From the line containing "Study the photo above. For every instance of the shrub" down to the final line of the entries below, restate each line word for word and add nothing.

Point localization data:

________________

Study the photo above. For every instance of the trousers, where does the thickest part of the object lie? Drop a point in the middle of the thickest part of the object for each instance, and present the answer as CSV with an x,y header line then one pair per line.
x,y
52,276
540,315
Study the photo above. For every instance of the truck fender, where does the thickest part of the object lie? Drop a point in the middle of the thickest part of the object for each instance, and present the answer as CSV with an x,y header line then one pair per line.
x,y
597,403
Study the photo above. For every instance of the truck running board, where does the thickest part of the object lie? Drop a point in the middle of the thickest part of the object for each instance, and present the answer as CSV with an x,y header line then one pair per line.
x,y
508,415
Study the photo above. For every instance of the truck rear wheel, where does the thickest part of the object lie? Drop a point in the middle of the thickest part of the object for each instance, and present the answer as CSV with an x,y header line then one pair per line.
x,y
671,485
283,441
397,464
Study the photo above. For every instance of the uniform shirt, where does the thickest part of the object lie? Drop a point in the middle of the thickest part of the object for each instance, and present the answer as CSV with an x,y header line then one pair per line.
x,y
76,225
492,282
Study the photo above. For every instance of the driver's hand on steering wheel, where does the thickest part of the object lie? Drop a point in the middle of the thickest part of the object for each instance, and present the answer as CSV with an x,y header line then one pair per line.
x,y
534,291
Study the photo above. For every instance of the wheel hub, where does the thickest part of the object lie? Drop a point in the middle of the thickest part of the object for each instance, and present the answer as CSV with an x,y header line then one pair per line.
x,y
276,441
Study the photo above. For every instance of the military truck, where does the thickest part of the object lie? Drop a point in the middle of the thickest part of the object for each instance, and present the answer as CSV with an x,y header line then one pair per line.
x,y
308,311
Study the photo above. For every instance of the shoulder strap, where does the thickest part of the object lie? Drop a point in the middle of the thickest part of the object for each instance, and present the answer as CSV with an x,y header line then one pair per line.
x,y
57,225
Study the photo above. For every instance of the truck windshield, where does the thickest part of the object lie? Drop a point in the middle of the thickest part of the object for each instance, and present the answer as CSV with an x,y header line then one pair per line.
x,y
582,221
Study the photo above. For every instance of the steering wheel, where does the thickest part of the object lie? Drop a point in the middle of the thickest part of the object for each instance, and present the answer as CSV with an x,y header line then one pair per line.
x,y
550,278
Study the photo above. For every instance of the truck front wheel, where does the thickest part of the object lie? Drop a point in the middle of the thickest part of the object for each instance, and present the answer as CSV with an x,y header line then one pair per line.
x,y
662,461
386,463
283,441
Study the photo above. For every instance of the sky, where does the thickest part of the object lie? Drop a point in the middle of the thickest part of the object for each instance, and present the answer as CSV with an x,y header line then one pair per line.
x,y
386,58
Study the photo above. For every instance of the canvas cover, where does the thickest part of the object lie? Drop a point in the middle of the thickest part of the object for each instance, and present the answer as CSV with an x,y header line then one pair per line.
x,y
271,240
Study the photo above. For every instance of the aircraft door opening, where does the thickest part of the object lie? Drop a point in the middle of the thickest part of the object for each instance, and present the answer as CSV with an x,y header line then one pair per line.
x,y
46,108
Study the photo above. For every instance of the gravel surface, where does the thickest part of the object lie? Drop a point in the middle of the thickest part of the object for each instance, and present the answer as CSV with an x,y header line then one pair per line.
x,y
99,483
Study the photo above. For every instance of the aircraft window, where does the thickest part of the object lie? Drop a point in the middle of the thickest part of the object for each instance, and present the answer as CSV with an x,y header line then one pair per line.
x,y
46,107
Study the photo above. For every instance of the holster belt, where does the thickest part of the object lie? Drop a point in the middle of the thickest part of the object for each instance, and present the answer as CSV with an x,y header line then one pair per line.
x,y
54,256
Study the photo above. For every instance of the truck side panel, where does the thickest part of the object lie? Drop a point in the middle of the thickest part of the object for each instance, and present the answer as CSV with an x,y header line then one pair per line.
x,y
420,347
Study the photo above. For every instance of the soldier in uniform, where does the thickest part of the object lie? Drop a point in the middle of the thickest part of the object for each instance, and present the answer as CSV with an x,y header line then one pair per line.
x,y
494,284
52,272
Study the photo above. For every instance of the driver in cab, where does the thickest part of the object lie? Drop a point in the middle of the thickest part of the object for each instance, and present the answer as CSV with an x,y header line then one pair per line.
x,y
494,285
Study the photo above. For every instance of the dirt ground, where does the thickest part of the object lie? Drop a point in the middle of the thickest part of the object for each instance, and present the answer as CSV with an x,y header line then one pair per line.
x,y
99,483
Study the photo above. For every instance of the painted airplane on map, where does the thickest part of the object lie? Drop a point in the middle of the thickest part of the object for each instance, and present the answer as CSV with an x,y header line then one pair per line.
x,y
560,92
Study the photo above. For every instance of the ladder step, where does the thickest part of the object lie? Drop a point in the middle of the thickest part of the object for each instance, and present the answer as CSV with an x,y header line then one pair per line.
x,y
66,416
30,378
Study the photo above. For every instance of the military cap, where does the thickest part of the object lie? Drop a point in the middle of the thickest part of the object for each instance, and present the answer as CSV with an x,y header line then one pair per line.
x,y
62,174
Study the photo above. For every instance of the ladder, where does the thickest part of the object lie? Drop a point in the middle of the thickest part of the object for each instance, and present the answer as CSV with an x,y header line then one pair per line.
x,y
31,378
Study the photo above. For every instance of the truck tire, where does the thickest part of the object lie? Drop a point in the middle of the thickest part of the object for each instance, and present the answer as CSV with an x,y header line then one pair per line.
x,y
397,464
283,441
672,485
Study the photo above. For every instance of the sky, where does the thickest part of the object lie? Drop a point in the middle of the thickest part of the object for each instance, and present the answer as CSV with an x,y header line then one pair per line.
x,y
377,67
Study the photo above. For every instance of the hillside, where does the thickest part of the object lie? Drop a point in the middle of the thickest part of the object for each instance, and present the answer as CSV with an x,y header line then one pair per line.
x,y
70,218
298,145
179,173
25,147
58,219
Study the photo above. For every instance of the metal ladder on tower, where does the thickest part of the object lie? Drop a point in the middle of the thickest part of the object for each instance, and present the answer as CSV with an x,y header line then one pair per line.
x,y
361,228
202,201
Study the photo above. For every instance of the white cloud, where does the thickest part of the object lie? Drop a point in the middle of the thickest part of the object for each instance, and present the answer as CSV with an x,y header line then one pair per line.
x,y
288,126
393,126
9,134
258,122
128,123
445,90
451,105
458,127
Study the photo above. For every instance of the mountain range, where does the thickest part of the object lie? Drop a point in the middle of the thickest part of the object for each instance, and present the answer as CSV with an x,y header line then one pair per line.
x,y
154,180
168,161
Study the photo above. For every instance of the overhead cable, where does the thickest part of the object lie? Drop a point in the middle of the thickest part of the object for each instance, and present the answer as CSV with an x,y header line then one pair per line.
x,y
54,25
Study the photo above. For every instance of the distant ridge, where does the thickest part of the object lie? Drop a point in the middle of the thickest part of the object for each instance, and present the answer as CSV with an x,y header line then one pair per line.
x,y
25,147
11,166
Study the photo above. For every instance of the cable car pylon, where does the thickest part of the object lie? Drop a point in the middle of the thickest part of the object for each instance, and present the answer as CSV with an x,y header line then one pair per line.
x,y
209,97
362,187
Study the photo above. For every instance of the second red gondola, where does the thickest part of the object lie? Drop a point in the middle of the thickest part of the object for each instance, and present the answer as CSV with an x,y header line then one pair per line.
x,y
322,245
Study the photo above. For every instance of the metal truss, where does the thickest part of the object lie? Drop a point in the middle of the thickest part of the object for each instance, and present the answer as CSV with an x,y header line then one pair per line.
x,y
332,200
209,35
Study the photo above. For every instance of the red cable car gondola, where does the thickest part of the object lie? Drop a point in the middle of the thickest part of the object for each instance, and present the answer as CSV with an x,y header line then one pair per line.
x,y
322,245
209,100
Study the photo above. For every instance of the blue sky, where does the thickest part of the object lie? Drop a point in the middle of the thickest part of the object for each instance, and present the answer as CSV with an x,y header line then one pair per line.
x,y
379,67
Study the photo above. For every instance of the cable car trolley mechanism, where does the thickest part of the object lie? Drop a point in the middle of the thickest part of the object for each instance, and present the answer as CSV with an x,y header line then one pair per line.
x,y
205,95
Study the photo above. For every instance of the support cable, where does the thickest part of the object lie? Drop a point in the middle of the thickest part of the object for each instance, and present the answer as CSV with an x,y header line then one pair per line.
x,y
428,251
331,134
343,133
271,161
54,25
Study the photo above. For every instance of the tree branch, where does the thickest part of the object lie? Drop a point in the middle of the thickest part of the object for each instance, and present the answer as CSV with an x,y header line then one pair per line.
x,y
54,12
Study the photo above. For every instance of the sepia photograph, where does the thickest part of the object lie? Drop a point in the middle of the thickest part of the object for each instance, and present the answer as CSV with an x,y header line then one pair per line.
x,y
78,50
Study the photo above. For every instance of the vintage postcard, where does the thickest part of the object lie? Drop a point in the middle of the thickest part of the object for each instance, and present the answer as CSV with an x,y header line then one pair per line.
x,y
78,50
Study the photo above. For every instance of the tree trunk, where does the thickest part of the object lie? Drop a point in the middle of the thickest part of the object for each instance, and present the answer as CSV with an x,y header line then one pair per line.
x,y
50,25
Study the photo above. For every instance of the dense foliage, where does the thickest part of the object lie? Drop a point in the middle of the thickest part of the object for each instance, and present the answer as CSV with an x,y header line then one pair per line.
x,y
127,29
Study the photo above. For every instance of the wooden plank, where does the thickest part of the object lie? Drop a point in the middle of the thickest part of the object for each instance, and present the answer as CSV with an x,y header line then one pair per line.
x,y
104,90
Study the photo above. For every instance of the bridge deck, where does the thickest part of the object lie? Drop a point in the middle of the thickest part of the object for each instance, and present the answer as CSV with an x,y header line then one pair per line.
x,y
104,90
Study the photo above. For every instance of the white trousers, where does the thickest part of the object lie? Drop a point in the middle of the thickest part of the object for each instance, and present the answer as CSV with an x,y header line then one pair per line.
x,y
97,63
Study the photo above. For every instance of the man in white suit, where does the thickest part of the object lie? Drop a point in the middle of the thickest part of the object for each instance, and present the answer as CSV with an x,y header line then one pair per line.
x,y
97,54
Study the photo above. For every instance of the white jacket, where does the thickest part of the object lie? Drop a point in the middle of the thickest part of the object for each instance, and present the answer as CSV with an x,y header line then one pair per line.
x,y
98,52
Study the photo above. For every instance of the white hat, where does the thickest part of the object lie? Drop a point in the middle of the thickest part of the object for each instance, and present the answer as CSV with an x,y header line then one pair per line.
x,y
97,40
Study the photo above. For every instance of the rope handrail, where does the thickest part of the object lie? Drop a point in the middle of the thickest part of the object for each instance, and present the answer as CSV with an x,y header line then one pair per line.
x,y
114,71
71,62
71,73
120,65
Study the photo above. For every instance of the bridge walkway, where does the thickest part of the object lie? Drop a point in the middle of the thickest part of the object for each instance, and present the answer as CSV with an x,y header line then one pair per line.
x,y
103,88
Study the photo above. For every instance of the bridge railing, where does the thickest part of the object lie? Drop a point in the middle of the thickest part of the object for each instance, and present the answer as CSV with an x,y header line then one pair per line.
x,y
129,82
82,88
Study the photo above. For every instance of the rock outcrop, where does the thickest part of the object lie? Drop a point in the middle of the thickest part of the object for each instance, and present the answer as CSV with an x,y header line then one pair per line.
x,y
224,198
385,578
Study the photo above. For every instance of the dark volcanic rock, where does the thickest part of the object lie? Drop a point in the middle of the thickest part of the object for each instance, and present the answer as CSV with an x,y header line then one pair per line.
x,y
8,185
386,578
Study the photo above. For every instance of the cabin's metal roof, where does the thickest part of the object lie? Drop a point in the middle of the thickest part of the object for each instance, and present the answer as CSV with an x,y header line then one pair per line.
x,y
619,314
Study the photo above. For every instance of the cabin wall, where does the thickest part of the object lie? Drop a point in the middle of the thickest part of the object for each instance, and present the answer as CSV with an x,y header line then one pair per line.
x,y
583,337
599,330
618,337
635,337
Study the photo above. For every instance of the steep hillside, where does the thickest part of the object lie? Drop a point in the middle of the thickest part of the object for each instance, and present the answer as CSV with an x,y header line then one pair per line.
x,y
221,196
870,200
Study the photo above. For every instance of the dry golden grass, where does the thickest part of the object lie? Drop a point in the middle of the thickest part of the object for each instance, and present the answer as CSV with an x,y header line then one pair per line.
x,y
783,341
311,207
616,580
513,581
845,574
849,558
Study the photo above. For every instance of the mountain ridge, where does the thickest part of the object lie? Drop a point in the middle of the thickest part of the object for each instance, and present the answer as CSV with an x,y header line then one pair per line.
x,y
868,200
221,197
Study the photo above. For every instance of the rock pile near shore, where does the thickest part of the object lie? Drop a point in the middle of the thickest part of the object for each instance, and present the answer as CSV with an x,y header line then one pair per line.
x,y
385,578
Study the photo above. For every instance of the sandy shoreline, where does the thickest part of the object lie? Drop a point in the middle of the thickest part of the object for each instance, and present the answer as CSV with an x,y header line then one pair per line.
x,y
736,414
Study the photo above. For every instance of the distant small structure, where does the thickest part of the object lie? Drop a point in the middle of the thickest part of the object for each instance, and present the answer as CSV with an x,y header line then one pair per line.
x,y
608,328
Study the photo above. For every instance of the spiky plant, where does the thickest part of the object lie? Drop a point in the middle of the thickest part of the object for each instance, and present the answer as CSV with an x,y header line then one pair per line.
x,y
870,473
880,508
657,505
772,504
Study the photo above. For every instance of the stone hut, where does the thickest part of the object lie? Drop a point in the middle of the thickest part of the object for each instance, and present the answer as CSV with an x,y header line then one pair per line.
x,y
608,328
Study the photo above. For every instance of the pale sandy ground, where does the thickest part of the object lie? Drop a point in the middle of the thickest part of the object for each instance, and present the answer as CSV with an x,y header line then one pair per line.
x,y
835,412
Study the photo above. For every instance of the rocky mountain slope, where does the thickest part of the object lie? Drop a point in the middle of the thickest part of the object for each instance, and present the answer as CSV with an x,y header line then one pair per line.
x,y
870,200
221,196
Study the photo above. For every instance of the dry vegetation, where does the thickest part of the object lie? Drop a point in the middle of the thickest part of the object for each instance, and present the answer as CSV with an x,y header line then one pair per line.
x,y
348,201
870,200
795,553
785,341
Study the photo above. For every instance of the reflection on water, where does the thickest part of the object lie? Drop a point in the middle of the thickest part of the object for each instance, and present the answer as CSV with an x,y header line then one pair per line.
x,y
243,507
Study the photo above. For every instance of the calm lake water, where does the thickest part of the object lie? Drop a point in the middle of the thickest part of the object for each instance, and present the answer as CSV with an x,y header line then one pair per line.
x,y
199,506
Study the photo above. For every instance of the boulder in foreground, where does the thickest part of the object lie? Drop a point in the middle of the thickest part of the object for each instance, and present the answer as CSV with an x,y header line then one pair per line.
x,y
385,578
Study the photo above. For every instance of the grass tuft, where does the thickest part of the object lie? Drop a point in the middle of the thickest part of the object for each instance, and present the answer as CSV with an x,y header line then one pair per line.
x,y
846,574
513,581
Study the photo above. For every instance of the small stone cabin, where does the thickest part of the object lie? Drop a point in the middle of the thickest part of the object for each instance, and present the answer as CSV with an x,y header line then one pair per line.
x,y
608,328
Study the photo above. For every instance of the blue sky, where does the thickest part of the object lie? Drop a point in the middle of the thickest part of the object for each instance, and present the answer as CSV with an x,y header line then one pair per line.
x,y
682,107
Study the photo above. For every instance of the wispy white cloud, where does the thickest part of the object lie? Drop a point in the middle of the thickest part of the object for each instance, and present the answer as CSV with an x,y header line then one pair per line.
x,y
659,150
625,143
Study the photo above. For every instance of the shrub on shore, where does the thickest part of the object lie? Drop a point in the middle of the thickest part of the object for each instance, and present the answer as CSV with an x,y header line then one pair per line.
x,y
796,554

________________

▶ [PROBLEM SOLUTION]
Study the photo above. For every instance of the shrub on shore, where does the thickest part of the object lie? Drop a point in the middle of the thickest part of the object for each instance, and present the answer as CSV with an x,y header line then one pair per line.
x,y
796,554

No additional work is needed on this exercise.